- _Instructions for the task_:
Print each line exactly as it is given.

- _Coordinate labeling data_:

------

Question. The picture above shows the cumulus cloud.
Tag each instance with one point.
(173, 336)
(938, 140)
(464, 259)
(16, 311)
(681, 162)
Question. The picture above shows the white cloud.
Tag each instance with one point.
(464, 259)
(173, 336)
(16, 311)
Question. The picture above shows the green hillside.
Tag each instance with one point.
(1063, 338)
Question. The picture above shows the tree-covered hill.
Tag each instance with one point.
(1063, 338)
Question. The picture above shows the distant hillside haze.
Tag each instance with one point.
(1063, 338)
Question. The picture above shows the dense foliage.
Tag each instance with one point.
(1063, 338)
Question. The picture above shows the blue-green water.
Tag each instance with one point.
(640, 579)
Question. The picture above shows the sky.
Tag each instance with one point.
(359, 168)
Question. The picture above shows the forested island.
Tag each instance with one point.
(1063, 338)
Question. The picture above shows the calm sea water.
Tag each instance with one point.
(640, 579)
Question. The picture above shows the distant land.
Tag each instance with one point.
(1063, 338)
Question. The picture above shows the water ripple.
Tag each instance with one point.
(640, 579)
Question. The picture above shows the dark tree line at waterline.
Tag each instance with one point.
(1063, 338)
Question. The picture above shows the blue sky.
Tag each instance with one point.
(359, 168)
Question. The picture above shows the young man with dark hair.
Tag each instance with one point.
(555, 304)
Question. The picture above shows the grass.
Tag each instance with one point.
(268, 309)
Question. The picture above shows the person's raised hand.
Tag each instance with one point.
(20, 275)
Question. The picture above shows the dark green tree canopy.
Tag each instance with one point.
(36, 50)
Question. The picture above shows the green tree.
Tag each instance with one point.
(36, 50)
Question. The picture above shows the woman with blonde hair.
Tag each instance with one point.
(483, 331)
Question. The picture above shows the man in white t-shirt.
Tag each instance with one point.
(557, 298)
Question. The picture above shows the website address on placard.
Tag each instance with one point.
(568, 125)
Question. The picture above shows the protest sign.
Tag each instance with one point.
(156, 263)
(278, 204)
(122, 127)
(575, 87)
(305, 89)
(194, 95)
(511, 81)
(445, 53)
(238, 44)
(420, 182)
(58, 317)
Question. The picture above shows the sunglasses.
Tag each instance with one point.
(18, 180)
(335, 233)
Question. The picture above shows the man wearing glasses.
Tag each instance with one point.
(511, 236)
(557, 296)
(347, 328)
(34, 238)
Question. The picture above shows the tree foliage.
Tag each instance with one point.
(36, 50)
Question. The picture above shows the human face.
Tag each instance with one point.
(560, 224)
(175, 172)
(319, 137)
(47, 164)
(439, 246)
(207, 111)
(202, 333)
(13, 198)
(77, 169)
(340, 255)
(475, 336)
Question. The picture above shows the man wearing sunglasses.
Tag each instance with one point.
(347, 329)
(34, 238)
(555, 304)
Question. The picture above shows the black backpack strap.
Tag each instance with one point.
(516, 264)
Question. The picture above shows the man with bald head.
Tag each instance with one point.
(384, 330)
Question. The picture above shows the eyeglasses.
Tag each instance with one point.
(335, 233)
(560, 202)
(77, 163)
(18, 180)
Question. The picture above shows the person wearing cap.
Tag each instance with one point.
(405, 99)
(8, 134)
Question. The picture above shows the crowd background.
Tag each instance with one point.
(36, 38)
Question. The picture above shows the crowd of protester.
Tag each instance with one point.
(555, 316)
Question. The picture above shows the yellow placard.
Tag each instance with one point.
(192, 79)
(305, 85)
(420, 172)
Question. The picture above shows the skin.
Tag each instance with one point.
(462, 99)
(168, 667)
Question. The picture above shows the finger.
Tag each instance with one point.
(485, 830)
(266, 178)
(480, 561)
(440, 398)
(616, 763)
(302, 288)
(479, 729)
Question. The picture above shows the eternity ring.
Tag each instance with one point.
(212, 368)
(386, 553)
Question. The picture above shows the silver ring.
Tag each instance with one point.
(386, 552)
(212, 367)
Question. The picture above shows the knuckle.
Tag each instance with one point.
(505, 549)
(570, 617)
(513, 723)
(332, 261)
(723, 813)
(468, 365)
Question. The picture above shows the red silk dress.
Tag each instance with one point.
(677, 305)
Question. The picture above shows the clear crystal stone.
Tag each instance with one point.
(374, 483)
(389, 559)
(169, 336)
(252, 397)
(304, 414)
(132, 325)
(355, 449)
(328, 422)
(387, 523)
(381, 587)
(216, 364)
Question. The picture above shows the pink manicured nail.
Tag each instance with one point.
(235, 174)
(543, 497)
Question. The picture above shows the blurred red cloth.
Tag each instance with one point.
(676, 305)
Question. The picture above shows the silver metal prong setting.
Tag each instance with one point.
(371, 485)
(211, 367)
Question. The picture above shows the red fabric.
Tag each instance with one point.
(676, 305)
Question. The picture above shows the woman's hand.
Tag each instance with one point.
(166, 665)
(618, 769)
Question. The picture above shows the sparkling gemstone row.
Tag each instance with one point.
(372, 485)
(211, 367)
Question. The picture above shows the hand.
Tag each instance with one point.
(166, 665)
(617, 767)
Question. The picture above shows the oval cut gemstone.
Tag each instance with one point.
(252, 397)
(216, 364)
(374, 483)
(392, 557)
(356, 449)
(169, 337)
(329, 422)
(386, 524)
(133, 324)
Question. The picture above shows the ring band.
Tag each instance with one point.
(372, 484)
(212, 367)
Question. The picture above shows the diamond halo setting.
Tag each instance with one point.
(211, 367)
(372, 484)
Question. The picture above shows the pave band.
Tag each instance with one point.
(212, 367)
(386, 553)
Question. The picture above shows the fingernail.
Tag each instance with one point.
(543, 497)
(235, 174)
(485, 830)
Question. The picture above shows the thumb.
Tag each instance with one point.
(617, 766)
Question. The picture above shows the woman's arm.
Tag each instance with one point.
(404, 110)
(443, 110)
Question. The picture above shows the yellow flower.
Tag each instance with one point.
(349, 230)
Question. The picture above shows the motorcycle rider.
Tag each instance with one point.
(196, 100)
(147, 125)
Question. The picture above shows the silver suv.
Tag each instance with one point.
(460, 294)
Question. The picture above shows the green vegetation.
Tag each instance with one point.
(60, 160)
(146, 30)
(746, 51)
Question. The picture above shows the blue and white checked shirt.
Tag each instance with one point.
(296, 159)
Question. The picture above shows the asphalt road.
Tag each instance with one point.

------

- _Task response_:
Question. The picture above shows the cumulus cloud.
Tag each instance with one point.
(173, 336)
(938, 140)
(464, 259)
(16, 311)
(681, 162)
Question. The picture above shows the white cloud.
Tag each instance with one point.
(464, 259)
(173, 336)
(16, 311)
Question. The picture above shows the green hillside.
Tag each instance with one point.
(1063, 338)
Question. The picture above shows the tree-covered hill.
Tag each instance with one point.
(1063, 338)
Question. The picture above shows the distant hillside haze.
Tag each instance with one point.
(1063, 338)
Question. The picture above shows the dense foliage.
Tag each instance with one point.
(1063, 338)
Question. The picture above shows the blue-green water.
Tag each instance with one point.
(640, 579)
Question. The picture above shows the sky.
Tag each instance with one point.
(359, 168)
Question. The picture above shows the forested island.
Tag each instance with one point.
(1063, 338)
Question. The picture above shows the calm sea water.
Tag each instance with one point.
(640, 579)
Question. The picture above shows the distant land.
Tag each instance with one point.
(1063, 338)
Question. The picture above shows the water ripple.
Tag each instance with one point.
(640, 579)
Question. The picture above shows the dark tree line at waterline.
Tag each instance with one point.
(1063, 338)
Question. The picture above shows the blue sky.
Tag each instance with one point.
(359, 168)
Question. The picture above shows the young man with dark hair.
Tag each instance with one point.
(555, 304)
Question. The picture above shows the grass.
Tag each instance with one point.
(268, 309)
Question. The picture above shows the person's raised hand.
Tag each instance with one point.
(20, 275)
Question. The picture above shows the dark green tree canopy.
Tag each instance with one point.
(36, 50)
Question. The picture above shows the green tree.
Tag each instance with one point.
(36, 50)
Question. The picture above shows the woman with blonde hair.
Tag each instance with one point.
(483, 331)
Question. The picture above shows the man in white t-shirt.
Tag each instance with one point.
(557, 298)
Question. The picture above shows the website address on placard.
Tag each instance with one point.
(568, 125)
Question. The picture above shows the protest sign.
Tag each instance with one point.
(156, 263)
(278, 204)
(122, 127)
(575, 87)
(305, 89)
(194, 95)
(511, 81)
(445, 53)
(238, 44)
(420, 182)
(58, 317)
Question. The picture above shows the sunglasses.
Tag each instance with one point.
(18, 180)
(335, 233)
Question. The picture above shows the man wearing glasses.
Tag each instance with one point.
(511, 236)
(557, 296)
(347, 328)
(34, 238)
Question. The picture above shows the tree foliage.
Tag each instance with one point.
(36, 50)
Question. The picture above shows the human face.
Tag each instance with one point.
(560, 224)
(175, 172)
(319, 137)
(47, 164)
(439, 246)
(207, 111)
(202, 333)
(13, 198)
(77, 169)
(340, 255)
(475, 336)
Question. The picture above shows the man wearing sunglasses.
Tag each instance with one point.
(347, 329)
(34, 238)
(555, 304)
Question. The picture above shows the black backpack strap.
Tag each instance with one point.
(516, 264)
Question. The picture above shows the man with bald head.
Tag each instance with one point.
(384, 330)
Question. The picture above shows the eyeglasses.
Tag each instance with one point.
(335, 233)
(560, 202)
(77, 163)
(18, 180)
Question. The picture above shows the person wearing cap.
Tag each instance with one point.
(405, 99)
(8, 134)
Question. The picture above shows the crowd background.
Tag each instance with one point.
(36, 38)
Question. The picture above shows the crowd of protester.
Tag each instance with one point.
(555, 316)
Question. The picture above shows the yellow placard.
Tag each instance with one point.
(192, 79)
(305, 85)
(420, 172)
Question. The picture above shows the skin.
Tag each instance with one point.
(462, 99)
(168, 667)
Question. The picture above shows the finger.
Tag each instance with one point.
(485, 830)
(266, 178)
(480, 561)
(440, 398)
(616, 763)
(302, 288)
(479, 729)
Question. The picture above shows the eternity ring.
Tag each instance with one point.
(212, 368)
(386, 553)
Question. The picture above shows the silver ring.
Tag each instance with one point.
(386, 552)
(212, 367)
Question. The picture above shows the knuckle.
Tag each instance with one point.
(505, 549)
(570, 617)
(513, 723)
(332, 261)
(723, 813)
(468, 365)
Question. The picture above shows the red silk dress.
Tag each instance with one point.
(677, 305)
Question. The picture above shows the clear crystal stone.
Tag each instance with one point.
(374, 483)
(389, 559)
(169, 336)
(252, 397)
(304, 414)
(132, 325)
(355, 449)
(328, 422)
(387, 523)
(381, 587)
(216, 364)
Question. The picture above shows the pink manicured nail.
Tag each instance with one point.
(235, 174)
(543, 497)
Question. The picture above shows the blurred red cloth.
Tag each instance with one point.
(676, 305)
Question. The picture above shows the silver metal prong setting.
Tag each instance with one point.
(371, 485)
(211, 367)
Question. The picture above shows the red fabric.
Tag each instance with one point.
(676, 305)
Question. The picture above shows the woman's hand.
Tag each instance with one point.
(166, 665)
(618, 769)
Question. The picture above shows the sparkling gemstone row.
Tag each instance with one point.
(372, 485)
(211, 367)
Question. The picture above shows the hand.
Tag each instance with one point.
(166, 665)
(617, 767)
Question. The picture above shows the oval cut gemstone.
Tag each instance with one point.
(252, 397)
(216, 364)
(374, 483)
(392, 557)
(356, 449)
(169, 337)
(329, 422)
(386, 524)
(133, 324)
Question. The picture above shows the ring band.
Tag each instance with one point.
(372, 484)
(212, 367)
Question. The picture above shows the diamond halo setting.
Tag each instance with one point.
(211, 367)
(372, 484)
Question. The picture above shows the pave band.
Tag each instance with one point.
(212, 367)
(386, 553)
Question. The picture above shows the fingernail.
Tag each instance with one point.
(543, 497)
(235, 174)
(485, 830)
Question. The picture above shows the thumb.
Tag each instance with one point.
(617, 766)
Question. The picture above shows the woman's arm.
Tag each instance with one point.
(404, 110)
(443, 110)
Question. The picture above shows the yellow flower.
Tag each instance with one point.
(349, 230)
Question. The picture above shows the motorcycle rider.
Tag each instance with one point.
(196, 100)
(147, 125)
Question. The picture above shows the silver suv.
Tag each instance with one point.
(460, 294)
Question. The picture above shows the green vegetation.
Tag each instance with one point.
(60, 160)
(146, 30)
(746, 51)
Question. The picture above shows the blue and white checked shirt.
Tag each instance with one point.
(296, 159)
Question. The picture above shows the asphalt road.
Tag each instance with one point.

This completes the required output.